▶ **Task requirements**
Number the lines in the records below from the line with "Mark a point on each instance of the hardwood" to the line with "x=327, y=311", giving them as a list with any blank lines dropped.

########

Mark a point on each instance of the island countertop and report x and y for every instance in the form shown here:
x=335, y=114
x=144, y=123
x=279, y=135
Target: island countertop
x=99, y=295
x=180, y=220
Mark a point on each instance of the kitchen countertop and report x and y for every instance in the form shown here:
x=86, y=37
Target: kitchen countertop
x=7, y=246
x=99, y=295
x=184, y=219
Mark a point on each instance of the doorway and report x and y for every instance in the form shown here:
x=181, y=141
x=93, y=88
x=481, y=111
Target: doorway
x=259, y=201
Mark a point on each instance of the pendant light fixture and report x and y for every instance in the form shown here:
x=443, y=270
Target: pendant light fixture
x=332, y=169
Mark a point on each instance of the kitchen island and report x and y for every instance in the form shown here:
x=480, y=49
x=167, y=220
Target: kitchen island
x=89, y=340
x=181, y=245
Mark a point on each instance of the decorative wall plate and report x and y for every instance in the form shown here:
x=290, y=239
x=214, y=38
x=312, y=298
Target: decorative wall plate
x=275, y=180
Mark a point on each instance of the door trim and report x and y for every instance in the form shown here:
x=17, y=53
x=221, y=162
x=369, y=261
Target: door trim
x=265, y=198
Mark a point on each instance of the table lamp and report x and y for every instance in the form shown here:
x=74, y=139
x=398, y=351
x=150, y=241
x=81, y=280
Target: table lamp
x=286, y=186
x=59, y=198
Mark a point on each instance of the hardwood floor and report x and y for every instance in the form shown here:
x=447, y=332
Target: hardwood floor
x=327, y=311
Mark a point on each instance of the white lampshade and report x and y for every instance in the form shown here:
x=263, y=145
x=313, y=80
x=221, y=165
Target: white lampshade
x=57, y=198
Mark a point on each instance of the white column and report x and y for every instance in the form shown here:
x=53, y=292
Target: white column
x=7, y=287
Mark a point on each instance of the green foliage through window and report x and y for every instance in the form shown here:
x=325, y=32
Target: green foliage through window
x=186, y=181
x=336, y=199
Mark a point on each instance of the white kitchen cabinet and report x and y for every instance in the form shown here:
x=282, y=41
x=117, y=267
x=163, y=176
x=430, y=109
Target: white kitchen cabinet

########

▶ **Exercise answer**
1. Mark a point on each instance of the hardwood floor and report x and y for every instance in the form shown here:
2. x=447, y=332
3. Target: hardwood floor
4. x=327, y=311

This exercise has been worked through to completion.